╭─ Information supplied

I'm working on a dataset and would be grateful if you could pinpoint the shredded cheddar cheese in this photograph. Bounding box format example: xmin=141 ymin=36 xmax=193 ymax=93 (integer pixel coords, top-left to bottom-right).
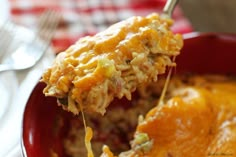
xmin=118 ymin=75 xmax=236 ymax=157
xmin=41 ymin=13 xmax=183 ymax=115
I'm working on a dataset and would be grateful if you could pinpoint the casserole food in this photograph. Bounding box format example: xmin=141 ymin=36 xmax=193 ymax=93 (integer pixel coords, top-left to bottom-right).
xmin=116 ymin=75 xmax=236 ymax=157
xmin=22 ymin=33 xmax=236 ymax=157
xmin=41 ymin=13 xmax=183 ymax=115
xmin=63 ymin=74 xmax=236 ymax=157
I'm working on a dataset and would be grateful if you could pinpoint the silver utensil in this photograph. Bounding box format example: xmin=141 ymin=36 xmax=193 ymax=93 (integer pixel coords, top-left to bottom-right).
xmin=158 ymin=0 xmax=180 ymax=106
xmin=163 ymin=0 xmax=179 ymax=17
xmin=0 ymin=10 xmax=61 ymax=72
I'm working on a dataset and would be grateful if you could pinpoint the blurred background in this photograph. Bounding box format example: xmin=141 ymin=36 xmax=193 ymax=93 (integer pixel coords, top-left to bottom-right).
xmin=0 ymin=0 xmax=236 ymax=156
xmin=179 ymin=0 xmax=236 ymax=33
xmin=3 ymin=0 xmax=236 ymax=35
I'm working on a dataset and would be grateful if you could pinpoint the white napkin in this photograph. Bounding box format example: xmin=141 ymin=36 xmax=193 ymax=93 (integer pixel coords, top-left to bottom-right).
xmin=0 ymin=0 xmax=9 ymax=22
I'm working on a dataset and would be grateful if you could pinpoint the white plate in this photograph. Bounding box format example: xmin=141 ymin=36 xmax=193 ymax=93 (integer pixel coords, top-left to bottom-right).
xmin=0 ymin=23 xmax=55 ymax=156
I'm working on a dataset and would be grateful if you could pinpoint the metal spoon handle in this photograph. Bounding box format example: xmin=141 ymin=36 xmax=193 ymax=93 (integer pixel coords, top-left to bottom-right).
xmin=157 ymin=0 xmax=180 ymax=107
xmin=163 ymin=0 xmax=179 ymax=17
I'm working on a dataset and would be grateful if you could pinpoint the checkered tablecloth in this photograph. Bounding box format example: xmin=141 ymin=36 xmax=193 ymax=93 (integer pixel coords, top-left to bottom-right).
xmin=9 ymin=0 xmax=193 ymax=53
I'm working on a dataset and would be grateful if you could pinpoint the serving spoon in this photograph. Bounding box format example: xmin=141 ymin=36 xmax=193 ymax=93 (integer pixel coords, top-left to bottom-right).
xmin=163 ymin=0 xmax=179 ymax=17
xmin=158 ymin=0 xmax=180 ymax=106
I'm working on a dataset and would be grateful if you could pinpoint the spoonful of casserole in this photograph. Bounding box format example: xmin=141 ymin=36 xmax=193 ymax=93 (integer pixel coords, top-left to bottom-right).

╰─

| Task prompt |
Set down the data again, exactly, without images.

| Solution to the exercise |
I'm working on a dataset and would be grateful if you could pinpoint the shredded cheddar cheese in this photograph. Bounding box format example: xmin=141 ymin=36 xmax=193 ymax=93 (integer pixel coords, top-left to bottom-right).
xmin=118 ymin=75 xmax=236 ymax=157
xmin=41 ymin=13 xmax=183 ymax=115
I'm working on a dataset and would be grateful if you could pinpoint the casserole food in this photograph. Bounding box format example: xmin=141 ymin=36 xmax=193 ymax=93 (integer pixel coords, top-left to bottom-right).
xmin=116 ymin=75 xmax=236 ymax=157
xmin=22 ymin=33 xmax=236 ymax=157
xmin=41 ymin=13 xmax=183 ymax=115
xmin=63 ymin=74 xmax=236 ymax=157
I'm working on a dataset and would be grateful if you could pinpoint the silver utensil in this photograph. Bounding box format example: xmin=141 ymin=36 xmax=193 ymax=93 (integer pixel coords, top-left to bottom-right).
xmin=158 ymin=0 xmax=180 ymax=106
xmin=163 ymin=0 xmax=179 ymax=17
xmin=0 ymin=10 xmax=61 ymax=72
I'm working on a dataset and would be grateful if you could pinpoint the blurred background in this photograph. Bounding box format example: xmin=141 ymin=36 xmax=193 ymax=93 (integer pixel coords, top-left to bottom-right).
xmin=0 ymin=0 xmax=236 ymax=156
xmin=179 ymin=0 xmax=236 ymax=33
xmin=3 ymin=0 xmax=236 ymax=35
I'm working on a dataset and would be grateful if you could pinpoint the white napkin in this photograph. Bounding box format example: xmin=141 ymin=36 xmax=193 ymax=93 (integer pixel coords, top-left to bottom-right).
xmin=0 ymin=0 xmax=9 ymax=22
I'm working on a dataset and would be grateful if you could pinpoint the white plate in this photograph. Bounding box format example: xmin=141 ymin=36 xmax=193 ymax=93 (integer pixel coords, top-left to bottom-right).
xmin=0 ymin=23 xmax=55 ymax=156
I'm working on a dataset and would be grateful if you could pinpoint the metal spoon handle in this photograph. Bounding box format example: xmin=141 ymin=36 xmax=193 ymax=93 (integer pixel coords, top-left to bottom-right).
xmin=157 ymin=0 xmax=180 ymax=107
xmin=163 ymin=0 xmax=179 ymax=17
I'm working on a dataset and would be grateful if you could pinpoint the checkered tablecloth in this photograph. Bounding box format example: xmin=141 ymin=36 xmax=193 ymax=93 (integer pixel coords, top-left to bottom-right).
xmin=9 ymin=0 xmax=193 ymax=53
I'm working on a dataset and would be grateful if you could pinpoint the serving spoon in this photograph. Bounding box format example: xmin=141 ymin=36 xmax=193 ymax=93 (integer pixel coords, top-left to bottom-right).
xmin=163 ymin=0 xmax=179 ymax=17
xmin=158 ymin=0 xmax=180 ymax=106
I'm working on a dataset and would be grateful if you could pinpoint the spoonful of casserole in this photograph. Bounding box format example: xmin=141 ymin=36 xmax=193 ymax=93 (integer pixel coords, top-left to bottom-right).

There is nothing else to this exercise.